» Data
++++++++++++++++++++
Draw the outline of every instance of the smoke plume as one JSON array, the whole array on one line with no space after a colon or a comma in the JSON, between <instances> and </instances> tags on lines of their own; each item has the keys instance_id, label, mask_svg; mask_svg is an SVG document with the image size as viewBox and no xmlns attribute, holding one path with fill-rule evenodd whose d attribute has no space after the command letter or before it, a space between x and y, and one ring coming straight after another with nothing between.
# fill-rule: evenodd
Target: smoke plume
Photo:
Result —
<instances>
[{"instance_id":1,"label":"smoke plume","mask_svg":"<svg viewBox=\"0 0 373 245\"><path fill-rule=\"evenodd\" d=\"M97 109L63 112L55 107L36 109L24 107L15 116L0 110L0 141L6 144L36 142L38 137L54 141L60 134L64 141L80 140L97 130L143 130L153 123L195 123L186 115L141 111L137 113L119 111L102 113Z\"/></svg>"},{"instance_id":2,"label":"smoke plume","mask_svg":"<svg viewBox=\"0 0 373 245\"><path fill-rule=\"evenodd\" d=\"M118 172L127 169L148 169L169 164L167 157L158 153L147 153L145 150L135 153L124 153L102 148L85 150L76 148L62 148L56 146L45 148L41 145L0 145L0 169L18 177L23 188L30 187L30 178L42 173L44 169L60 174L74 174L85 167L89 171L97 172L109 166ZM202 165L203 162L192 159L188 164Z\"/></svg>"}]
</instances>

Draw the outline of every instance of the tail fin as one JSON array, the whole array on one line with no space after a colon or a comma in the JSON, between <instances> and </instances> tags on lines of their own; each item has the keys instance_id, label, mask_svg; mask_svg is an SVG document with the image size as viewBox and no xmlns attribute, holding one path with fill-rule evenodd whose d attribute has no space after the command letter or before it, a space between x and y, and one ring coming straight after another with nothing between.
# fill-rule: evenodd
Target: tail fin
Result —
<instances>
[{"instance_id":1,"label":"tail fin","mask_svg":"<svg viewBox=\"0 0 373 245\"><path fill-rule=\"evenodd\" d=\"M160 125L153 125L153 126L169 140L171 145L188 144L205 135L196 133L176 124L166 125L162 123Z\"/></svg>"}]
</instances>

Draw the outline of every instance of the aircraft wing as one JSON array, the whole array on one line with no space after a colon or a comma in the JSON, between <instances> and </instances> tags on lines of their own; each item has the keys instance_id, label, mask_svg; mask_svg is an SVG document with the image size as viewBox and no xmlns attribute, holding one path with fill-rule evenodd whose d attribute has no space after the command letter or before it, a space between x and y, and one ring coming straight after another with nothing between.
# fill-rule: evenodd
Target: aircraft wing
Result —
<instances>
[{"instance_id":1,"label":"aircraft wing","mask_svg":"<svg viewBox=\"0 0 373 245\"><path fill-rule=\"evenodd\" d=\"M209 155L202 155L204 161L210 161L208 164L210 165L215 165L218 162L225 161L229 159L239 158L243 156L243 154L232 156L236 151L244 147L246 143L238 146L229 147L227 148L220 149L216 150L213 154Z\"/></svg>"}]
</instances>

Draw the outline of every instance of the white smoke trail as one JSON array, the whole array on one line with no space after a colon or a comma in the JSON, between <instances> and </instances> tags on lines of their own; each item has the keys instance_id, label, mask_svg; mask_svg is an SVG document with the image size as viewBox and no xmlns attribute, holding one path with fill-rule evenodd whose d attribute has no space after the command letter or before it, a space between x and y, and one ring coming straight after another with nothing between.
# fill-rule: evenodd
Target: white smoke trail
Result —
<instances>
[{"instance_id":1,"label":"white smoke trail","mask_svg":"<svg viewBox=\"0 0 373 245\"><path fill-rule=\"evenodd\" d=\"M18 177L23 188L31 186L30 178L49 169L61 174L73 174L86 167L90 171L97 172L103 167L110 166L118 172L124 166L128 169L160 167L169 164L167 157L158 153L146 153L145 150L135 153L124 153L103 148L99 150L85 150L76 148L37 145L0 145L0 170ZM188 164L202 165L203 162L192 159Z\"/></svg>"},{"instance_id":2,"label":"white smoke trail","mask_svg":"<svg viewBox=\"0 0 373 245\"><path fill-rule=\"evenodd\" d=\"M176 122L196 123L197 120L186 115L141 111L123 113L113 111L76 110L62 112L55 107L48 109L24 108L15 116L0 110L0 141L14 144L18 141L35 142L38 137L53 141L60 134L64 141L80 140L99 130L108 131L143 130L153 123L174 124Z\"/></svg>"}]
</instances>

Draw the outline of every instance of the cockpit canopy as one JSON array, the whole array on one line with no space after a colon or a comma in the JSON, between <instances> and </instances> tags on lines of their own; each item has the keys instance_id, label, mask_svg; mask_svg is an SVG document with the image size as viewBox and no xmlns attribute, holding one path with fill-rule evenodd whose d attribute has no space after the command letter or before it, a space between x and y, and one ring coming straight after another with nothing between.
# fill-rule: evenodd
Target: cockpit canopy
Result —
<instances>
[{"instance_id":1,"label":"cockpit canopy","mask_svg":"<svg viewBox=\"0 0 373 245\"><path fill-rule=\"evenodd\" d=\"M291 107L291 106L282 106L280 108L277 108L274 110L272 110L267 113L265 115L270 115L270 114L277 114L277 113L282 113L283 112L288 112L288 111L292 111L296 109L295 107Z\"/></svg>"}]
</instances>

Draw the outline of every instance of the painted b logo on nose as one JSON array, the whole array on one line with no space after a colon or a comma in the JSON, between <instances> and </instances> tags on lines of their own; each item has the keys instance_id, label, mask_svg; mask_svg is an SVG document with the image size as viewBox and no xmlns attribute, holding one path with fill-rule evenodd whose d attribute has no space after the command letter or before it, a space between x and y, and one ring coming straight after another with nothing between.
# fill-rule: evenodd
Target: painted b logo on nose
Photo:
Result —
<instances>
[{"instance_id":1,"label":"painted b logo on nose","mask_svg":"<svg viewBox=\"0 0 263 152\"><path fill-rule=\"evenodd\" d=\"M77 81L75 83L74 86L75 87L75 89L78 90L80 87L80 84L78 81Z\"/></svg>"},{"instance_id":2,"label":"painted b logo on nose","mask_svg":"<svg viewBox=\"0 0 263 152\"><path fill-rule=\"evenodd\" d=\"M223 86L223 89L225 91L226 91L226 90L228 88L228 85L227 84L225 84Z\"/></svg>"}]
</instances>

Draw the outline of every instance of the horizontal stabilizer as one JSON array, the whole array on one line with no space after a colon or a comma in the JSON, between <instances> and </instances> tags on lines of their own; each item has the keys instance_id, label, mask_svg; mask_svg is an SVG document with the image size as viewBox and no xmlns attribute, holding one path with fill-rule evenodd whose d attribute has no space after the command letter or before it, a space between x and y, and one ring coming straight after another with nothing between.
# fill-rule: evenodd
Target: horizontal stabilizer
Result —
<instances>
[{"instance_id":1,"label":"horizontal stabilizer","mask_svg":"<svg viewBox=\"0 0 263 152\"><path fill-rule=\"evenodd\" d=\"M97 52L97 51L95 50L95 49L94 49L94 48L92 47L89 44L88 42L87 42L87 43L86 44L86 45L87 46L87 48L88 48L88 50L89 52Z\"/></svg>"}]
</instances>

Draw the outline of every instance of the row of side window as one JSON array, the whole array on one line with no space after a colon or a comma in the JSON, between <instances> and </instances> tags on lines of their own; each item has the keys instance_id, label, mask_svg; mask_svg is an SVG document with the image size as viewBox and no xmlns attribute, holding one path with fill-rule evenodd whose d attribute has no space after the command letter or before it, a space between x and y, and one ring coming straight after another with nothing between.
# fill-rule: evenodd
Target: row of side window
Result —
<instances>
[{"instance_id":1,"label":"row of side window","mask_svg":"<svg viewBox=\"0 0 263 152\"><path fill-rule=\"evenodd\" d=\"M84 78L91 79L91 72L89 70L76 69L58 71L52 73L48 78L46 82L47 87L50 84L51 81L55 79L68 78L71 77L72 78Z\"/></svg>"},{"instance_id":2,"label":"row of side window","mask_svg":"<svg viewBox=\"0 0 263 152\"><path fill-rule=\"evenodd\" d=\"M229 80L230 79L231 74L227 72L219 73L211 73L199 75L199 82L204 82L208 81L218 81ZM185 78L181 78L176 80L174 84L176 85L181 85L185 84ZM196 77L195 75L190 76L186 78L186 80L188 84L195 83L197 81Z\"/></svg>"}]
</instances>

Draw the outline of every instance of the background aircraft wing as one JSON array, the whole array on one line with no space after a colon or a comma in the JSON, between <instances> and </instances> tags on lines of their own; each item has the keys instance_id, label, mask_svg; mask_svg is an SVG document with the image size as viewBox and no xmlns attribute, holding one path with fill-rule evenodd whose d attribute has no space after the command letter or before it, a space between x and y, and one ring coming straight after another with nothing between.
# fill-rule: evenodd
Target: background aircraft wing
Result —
++++++++++++++++++++
» Task objective
Edit the lines from the one holding "Draw the outline of every instance of the background" through the end of the items, inclusive: give them again with "background aircraft wing" changed to "rear aircraft wing" and nothing else altered.

» Solution
Draw the outline of every instance of the rear aircraft wing as one JSON array, the whole array on one line with no space after a colon or a comma in the JSON, between <instances> and </instances> tags on lines of their own; each item has the keys instance_id, label, mask_svg; mask_svg is an SVG document with the image size as viewBox and no xmlns attribute, holding one path with fill-rule evenodd whose d attribute has no space after the command letter or before it, a space between x and y, and one ring coming straight after another with nothing between.
# fill-rule: evenodd
Target: rear aircraft wing
Result —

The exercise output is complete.